- _Tasks and exercises_:
1. In the forum thread, roughly what price does neuroanatomist give for a white box copy of the original 24-105/4L IS?
2. Please write out the forum thread starting at "I hate it when" and ending at "a sold-out product.", swapping out "shelf life" for "sales life".

While I am not in hurry to buy one, it will be interesting to watch real world reviews.


----------



## neuroanatomist (Jul 6, 2017)

Canon Rumors said:


> We’re told initial inventory will be very good and that most preorders will be met in North America.



Wait, what? There have been preorders? But...but...one card slot. Gimped AF. *NO 4K*. Who could possibly want such a camera?!?

On a serious note, it's pretty lame that the neither of the USA 24-105 kits offer any discount on the bundled lens. If I were buying a 6D and needed a standard zoom, I'd be inclined to look at a white box copy of the original 24-105/4L IS, which can be had for ~$600. The UK discount on the 24-70/4L seems pretty good, though.


----------



## bereninga (Jul 6, 2017)

neuroanatomist said:


> Canon Rumors said:
> 
> 
> > We’re told initial inventory will be very good and that most preorders will be met in North America.
> ...



Pre-orders isn't a surprise. This is a very capable camera.

But is it really that good of news that "that most preorders will be met in North America"? If this was a homerun, this baby would be back-ordered.


----------



## Talys (Jul 6, 2017)

bereninga said:


> neuroanatomist said:
> 
> 
> > Canon Rumors said:
> ...



80D was a home run and getting one wasn't a problem. Or, Samsung S8, if you want to take a different product group.

I hate it when companies can't forecast well enough to meet preorders or launch demand. It especially doesn't make sense on super-popular pro cameras, which have a shelf life of years -- so it's not like they're going to run into problems if they make too many. The only reason to not be able to meet launch demand on something like this is either sloppiness on the manufacturing end, poor forecasting, or trying to create hype by having a sold-out product.


----------



## neuroanatomist (Jul 6, 2017)

bereninga said:


> But is it really that good of news that "that most preorders will be met in North America"? If this was a homerun, this baby would be back-ordered.

- _Supplied information_:
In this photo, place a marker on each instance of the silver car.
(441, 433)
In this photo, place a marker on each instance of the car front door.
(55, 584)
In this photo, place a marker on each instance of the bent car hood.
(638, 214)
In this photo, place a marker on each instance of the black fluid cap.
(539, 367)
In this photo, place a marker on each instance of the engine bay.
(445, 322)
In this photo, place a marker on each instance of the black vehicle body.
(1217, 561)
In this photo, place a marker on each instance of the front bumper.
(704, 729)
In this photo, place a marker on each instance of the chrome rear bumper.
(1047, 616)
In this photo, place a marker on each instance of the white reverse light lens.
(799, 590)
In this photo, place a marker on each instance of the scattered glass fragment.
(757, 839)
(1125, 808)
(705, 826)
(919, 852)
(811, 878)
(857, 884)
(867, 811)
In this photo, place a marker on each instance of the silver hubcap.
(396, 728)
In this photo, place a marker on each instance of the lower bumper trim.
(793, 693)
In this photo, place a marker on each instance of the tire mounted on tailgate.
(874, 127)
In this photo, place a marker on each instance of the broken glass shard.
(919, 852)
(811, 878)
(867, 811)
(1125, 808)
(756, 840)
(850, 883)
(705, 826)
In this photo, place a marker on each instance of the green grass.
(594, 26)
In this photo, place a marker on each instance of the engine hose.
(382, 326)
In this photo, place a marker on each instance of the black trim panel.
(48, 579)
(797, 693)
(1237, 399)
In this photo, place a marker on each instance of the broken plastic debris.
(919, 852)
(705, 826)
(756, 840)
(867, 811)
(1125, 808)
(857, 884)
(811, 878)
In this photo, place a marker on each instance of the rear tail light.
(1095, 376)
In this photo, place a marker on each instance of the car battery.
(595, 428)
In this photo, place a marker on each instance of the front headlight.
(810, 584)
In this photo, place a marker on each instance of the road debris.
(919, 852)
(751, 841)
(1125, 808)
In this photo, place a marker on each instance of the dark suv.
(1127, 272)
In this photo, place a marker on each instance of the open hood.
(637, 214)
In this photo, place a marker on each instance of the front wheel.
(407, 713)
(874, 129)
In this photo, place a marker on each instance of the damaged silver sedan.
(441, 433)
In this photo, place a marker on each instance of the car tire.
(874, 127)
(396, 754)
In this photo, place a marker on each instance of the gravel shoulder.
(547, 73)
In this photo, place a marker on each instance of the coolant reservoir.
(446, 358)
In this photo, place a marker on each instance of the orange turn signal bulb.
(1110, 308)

- _Exercise answers_:
1. About $600.

2.
I hate it when companies can't forecast well enough to meet preorders or launch demand. It especially doesn't make sense on super-popular pro cameras, which have a sales life of years -- so it's not like they're going to run into problems if they make too many. The only reason to not be able to meet launch demand on something like this is either sloppiness on the manufacturing end, poor forecasting, or trying to create hype by having a sold-out product.